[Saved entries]
- Opening Delimiter -
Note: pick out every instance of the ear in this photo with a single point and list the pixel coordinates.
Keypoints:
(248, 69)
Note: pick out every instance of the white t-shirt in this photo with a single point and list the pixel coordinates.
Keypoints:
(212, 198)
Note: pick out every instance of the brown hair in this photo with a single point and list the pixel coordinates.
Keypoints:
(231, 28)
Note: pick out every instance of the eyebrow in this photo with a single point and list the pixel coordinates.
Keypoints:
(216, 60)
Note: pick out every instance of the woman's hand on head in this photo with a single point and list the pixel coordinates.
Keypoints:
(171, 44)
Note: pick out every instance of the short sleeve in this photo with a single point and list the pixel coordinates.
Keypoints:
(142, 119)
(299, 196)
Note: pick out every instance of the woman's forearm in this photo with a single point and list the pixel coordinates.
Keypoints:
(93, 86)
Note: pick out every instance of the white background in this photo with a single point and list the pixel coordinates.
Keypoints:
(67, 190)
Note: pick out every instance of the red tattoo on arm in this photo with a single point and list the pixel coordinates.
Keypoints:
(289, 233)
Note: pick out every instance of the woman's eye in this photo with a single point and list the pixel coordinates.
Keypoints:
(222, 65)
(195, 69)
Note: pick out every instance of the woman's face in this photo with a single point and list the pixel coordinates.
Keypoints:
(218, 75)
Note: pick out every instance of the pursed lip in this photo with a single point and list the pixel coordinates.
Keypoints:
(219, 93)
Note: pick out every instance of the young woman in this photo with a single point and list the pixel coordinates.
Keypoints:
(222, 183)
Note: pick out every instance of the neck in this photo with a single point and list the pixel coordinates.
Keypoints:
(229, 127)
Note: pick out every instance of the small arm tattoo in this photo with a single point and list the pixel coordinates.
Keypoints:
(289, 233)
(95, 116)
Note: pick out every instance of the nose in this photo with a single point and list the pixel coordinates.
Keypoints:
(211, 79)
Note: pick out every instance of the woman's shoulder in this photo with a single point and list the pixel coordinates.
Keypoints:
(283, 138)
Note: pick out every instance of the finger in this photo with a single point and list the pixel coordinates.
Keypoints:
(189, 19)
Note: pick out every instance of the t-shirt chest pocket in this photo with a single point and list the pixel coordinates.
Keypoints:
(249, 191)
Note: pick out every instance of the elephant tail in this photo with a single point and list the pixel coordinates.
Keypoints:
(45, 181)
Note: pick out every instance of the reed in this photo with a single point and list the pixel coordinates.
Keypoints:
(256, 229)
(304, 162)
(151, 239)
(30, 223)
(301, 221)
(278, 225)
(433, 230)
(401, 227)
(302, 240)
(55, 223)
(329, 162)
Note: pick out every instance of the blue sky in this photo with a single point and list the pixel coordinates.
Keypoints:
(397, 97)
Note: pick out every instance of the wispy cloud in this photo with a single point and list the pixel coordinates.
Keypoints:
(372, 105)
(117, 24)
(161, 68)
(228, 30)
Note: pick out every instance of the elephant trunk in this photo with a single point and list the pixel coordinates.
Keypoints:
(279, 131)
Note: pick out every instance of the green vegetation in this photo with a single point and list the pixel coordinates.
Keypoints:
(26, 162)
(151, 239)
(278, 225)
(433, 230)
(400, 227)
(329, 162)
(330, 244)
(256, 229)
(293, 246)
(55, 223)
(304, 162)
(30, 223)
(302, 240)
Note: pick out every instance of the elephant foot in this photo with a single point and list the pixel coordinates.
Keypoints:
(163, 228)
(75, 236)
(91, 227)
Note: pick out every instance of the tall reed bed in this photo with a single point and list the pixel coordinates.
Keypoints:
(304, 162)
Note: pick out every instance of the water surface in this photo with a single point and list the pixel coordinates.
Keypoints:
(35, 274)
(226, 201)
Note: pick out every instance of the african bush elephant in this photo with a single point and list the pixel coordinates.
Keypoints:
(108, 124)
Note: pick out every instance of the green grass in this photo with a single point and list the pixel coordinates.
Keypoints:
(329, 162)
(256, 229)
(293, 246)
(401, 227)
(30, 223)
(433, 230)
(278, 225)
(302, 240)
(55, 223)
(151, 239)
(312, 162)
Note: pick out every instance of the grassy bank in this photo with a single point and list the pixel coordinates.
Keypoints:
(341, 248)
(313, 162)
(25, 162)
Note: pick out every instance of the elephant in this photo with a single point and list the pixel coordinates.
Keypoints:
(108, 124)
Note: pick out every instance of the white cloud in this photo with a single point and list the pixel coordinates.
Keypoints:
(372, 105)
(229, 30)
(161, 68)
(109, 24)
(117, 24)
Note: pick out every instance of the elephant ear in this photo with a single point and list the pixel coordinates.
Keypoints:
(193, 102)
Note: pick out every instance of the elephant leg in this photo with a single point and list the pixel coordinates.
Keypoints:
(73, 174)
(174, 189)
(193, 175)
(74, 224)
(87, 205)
- Closing Delimiter -
■ About this exercise ■
Quote each line above in full, word for word.

■ Answer to this task ■
Note: pick out every instance of the ear in this photo with a single point and list the pixel coordinates.
Keypoints:
(248, 69)
Note: pick out every instance of the white t-shirt in this photo with a single point and list the pixel coordinates.
Keypoints:
(212, 198)
Note: pick out every instance of the brown hair in this photo with a single point and list the pixel coordinates.
Keypoints:
(231, 28)
Note: pick out every instance of the eyebrow in this photo with a single point and list the pixel coordinates.
Keypoints:
(216, 60)
Note: pick out every instance of the woman's hand on head in this photo with a single point and list the pixel coordinates.
Keypoints:
(171, 44)
Note: pick out every instance of the short sleeve in this photo with a single point and list the pixel coordinates.
Keypoints:
(142, 119)
(299, 196)
Note: pick out every instance of the woman's forearm in this photo with a single point and list the pixel coordinates.
Keypoints:
(93, 86)
Note: pick out every instance of the white background in this photo with a single point and list the pixel coordinates.
Keypoints:
(67, 190)
Note: pick out every instance of the red tattoo on arm in this photo with a single point and list the pixel coordinates.
Keypoints:
(289, 233)
Note: pick out every instance of the woman's eye in this photo with a single point and list the pixel coordinates.
Keypoints:
(222, 65)
(195, 69)
Note: pick out every instance of the woman's face in this photo with a single point and list the pixel coordinates.
Keypoints:
(218, 75)
Note: pick out every instance of the pursed lip in this photo with a single point and list the pixel coordinates.
Keypoints:
(219, 93)
Note: pick out every instance of the young woman in this photo with a single point and list the pixel coordinates.
Keypoints:
(222, 183)
Note: pick out every instance of the neck in this photo with a single point and list the pixel coordinates.
Keypoints:
(229, 127)
Note: pick out every instance of the small arm tattoo in this photo with a single point and list the pixel coordinates.
Keypoints:
(289, 233)
(95, 116)
Note: pick out every instance of the nose in this photo with a single point and list the pixel coordinates.
Keypoints:
(211, 79)
Note: pick out every instance of the woman's shoulder in this photo with a single point and list the pixel coordinates.
Keypoints:
(283, 138)
Note: pick out every instance of the finger in this photo with a single point and list the pixel coordinates.
Keypoints:
(189, 19)
Note: pick out every instance of the t-shirt chest pocket in this photo with a single point and list the pixel coordinates.
Keypoints:
(249, 191)
Note: pick out every instance of the elephant tail in this photo with a single point and list the pixel coordinates.
Keypoints:
(45, 181)
Note: pick out every instance of the reed in this photo with a single point and list the pixel coordinates.
Keypoints:
(256, 229)
(304, 162)
(151, 239)
(30, 223)
(301, 221)
(278, 225)
(433, 230)
(401, 227)
(302, 240)
(55, 223)
(329, 162)
Note: pick out every instance of the blue sky in this photo with a single point and list the pixel coordinates.
Keypoints:
(397, 97)
Note: pick out every instance of the wispy cloud in this photo with a single point and list the pixel coordinates.
Keypoints:
(372, 105)
(117, 24)
(161, 68)
(228, 30)
Note: pick out every instance of the elephant trunk in this photo with a single point and list the pixel coordinates.
Keypoints:
(279, 131)
Note: pick out every instance of the green vegetation in this photo with a single point and list the pixel coordinates.
Keypoints:
(26, 162)
(151, 239)
(278, 225)
(433, 230)
(400, 227)
(329, 162)
(330, 244)
(256, 229)
(293, 246)
(55, 223)
(304, 162)
(30, 223)
(302, 240)
Note: pick out every instance of the elephant foot in this photo with a single point and list the pixel coordinates.
Keypoints:
(163, 228)
(75, 236)
(91, 227)
Note: pick out every instance of the tall reed bed in this photo with a single point and list the pixel coordinates.
Keypoints:
(304, 162)
Note: pick out every instance of the water surface in this photo with a single point and list the pixel coordinates.
Keypoints:
(35, 274)
(226, 201)
Note: pick out every instance of the african bush elephant in this photo with a single point and list the pixel coordinates.
Keypoints:
(108, 124)
Note: pick out every instance of the green grass in this photo with a single point and list the pixel coordinates.
Keypoints:
(329, 162)
(256, 229)
(293, 246)
(401, 227)
(30, 223)
(433, 230)
(278, 225)
(302, 240)
(55, 223)
(151, 239)
(312, 162)
Note: pick out every instance of the grassy bank in this photo with a single point and list the pixel coordinates.
Keypoints:
(341, 248)
(313, 162)
(25, 162)
Note: pick out every instance of the elephant in this photo with a single point and list the pixel coordinates.
Keypoints:
(108, 124)
Note: pick out every instance of the white cloud in this photo with a single point and list the pixel coordinates.
Keypoints:
(372, 105)
(229, 30)
(161, 68)
(109, 24)
(117, 24)
Note: pick out every instance of the elephant ear in this photo with a single point and list the pixel coordinates.
Keypoints:
(193, 102)
Note: pick out every instance of the elephant leg in this photo with a single point and list the pixel coordinates.
Keypoints:
(73, 174)
(174, 189)
(193, 175)
(74, 224)
(87, 205)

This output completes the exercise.